The Wild, Tangled Scribble of Grief (aka you’re never done with it)

I posted last week about feeling good and then Thursday night, I did not feel good. Not good at all. I had an upset stomach and a brutal headache when I went to bed. I slept for a few hours and then woke up, having an anxiety attack. I was sick all day Friday, able to work from home but napping between meetings and feeling generally crappy, nauseous, and headachy all day.

Midway through the day, I realized: it was the 19th of the month, exactly two years and seven months since my husband died. There’s no name for the 31-month anniversary of a death and two years-and-seven-months doesn’t have a fancy term for it, but my body knew it was a date of import. Some months the 19th comes and goes uneventfully, but January was not one of those months.

In those months when the 19th hits me hard, I often wake to a memory of holding my husband’s body in my arms in the hospital’s neuro-ICU. All the tubes and monitors had been removed, so for the first time in days, I could actually get my arms around him. Holding him while he took his last breaths, feeling his ribs move against my arms and then not moving, then realizing the very last breath was complete was the most intimate experience I’ve ever had in my life.

Compressed into those last breaths were the happiest and saddest moments of my life. I got to do exactly what I promised to do when we got married—to be with him until the very end. And then I had to keep living.

When I realized that my illness was a grief response, I thought of a meme that shows up periodically in the widow Facebook groups I belong to: on one side is a neat line progressing from loss and shock through guilt, panic, isolation, finding new strengths, and ending at affirmation; on the other side is a wild, tangled scribble ricocheting around those same terms, bouncing from one to another over and over and so often that the end of the line can’t even be discerned. Over the first image is the heading “stages of grief”; over the second is the heading “my experience.” Well, friends, that wild, tangled scribble is my experience for sure.

The general trajectory is toward some sort of overall peace, but the day-by-day experience can depart significantly from that arc. The time between tough days gets longer, but the tough days don’t stop coming.

- - -

_Activity list_:
1. Transcribe the stretch of the passage on grief from "I posted last" through "headachy all day.".
2. Condense the paragraph of the passage on grief that begins "I posted last week about feeling good" into a short bulleted list of its main facts.
The lines that come next have no connection to the passage on grief.

- - -

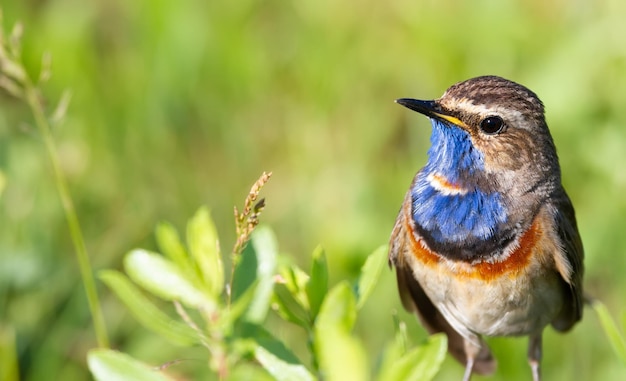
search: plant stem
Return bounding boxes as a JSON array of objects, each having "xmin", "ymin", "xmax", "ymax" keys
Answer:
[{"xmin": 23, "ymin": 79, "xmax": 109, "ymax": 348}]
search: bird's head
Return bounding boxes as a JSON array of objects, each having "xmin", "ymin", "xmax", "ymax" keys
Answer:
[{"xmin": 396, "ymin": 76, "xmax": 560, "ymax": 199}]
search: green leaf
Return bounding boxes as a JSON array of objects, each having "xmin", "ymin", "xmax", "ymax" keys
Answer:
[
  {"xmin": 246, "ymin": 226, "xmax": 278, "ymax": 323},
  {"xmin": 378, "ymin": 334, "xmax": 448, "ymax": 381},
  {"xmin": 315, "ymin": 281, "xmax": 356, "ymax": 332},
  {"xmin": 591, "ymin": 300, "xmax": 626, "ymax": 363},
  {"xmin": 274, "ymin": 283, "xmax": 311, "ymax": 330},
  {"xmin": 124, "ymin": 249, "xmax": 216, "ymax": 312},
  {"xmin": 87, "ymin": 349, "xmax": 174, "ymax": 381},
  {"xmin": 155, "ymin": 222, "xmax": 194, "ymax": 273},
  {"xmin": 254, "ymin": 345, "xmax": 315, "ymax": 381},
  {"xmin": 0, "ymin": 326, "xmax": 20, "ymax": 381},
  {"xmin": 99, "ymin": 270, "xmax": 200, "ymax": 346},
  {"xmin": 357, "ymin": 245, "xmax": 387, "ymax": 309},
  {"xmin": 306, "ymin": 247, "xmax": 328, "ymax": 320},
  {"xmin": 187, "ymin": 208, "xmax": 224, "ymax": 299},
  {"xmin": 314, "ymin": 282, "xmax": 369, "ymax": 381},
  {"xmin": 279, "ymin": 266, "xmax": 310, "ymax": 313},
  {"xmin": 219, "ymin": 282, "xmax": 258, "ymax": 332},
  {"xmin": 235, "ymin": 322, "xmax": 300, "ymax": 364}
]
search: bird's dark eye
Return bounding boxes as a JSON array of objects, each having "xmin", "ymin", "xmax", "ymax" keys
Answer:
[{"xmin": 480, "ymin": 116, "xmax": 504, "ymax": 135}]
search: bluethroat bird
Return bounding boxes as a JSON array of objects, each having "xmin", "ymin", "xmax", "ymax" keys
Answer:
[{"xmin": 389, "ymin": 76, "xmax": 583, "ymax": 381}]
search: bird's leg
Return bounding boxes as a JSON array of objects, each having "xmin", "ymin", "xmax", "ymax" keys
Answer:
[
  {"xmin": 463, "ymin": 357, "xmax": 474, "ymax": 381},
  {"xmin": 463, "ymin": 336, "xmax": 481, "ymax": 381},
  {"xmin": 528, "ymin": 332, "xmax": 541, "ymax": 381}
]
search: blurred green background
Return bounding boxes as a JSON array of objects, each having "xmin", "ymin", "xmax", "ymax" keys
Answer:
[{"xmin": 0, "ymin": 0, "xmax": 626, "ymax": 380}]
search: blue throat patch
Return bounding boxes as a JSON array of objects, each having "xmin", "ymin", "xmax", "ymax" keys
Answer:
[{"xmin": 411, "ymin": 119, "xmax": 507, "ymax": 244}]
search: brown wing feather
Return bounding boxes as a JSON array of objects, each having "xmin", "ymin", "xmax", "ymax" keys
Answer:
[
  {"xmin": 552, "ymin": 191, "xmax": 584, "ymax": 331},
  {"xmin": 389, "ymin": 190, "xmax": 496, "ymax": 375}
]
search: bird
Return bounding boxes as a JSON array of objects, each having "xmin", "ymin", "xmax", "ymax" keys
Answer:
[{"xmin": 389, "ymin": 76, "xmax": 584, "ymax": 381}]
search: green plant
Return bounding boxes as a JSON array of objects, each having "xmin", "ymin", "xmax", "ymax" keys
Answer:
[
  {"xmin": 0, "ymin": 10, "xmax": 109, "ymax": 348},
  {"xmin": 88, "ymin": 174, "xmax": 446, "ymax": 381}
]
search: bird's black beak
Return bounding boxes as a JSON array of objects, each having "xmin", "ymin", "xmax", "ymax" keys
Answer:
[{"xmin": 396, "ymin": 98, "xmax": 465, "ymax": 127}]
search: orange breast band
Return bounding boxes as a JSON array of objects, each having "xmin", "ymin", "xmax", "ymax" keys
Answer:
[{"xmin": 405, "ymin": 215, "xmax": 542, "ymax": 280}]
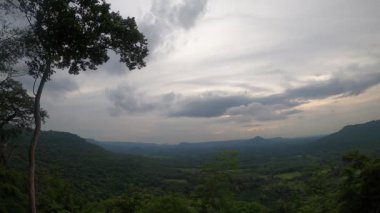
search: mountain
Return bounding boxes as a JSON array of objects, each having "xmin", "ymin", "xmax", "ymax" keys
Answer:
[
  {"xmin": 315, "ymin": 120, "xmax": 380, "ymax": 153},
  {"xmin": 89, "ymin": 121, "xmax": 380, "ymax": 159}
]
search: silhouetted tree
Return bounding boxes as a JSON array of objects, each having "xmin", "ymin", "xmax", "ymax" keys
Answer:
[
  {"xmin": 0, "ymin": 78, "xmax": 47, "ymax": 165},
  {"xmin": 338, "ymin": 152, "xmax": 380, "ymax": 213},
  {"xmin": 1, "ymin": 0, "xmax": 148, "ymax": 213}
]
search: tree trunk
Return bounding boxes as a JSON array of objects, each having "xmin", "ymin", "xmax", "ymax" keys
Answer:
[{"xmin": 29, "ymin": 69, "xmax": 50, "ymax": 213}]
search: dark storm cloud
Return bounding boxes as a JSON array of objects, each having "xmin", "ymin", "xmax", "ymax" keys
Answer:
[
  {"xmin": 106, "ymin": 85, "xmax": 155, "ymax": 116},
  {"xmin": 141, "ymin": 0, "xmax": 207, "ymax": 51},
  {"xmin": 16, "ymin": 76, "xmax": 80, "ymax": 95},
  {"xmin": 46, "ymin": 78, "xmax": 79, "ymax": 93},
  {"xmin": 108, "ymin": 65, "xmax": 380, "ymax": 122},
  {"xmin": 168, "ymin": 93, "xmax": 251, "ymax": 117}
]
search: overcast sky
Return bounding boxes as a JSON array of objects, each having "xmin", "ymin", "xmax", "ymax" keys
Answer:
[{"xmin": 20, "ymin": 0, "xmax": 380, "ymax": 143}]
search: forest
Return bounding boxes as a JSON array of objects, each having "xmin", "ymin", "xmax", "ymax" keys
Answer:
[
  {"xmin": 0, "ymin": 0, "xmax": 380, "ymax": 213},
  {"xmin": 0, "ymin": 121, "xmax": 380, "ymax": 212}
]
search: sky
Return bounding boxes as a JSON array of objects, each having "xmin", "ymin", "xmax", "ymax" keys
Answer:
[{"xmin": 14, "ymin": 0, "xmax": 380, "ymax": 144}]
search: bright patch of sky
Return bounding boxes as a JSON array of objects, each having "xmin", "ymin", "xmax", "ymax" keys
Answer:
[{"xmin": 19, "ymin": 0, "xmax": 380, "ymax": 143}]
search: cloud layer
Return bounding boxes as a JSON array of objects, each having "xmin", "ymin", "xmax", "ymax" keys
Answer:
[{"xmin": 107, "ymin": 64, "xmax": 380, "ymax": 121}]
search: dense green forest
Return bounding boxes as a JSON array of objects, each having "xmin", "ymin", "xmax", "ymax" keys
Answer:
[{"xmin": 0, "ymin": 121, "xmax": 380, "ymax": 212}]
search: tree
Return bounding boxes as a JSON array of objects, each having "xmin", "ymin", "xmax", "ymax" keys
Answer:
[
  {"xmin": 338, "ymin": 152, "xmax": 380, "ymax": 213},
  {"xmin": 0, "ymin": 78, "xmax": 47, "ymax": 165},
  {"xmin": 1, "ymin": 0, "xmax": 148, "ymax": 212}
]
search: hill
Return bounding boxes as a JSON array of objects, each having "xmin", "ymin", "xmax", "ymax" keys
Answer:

- - -

_Solutions per task_:
1.
I posted last week about feeling good and then Thursday night, I did not feel good. Not good at all. I had an upset stomach and a brutal headache when I went to bed. I slept for a few hours and then woke up, having an anxiety attack. I was sick all day Friday, able to work from home but napping between meetings and feeling generally crappy, nauseous, and headachy all day.

2.
- After a post about feeling good last week, the writer felt very unwell Thursday night.
- At bedtime there was an upset stomach and a brutal headache.
- After a few hours of sleep, the writer woke up having an anxiety attack.
- On Friday the writer was sick all day, working from home, napping between meetings, and feeling nauseous and headachy.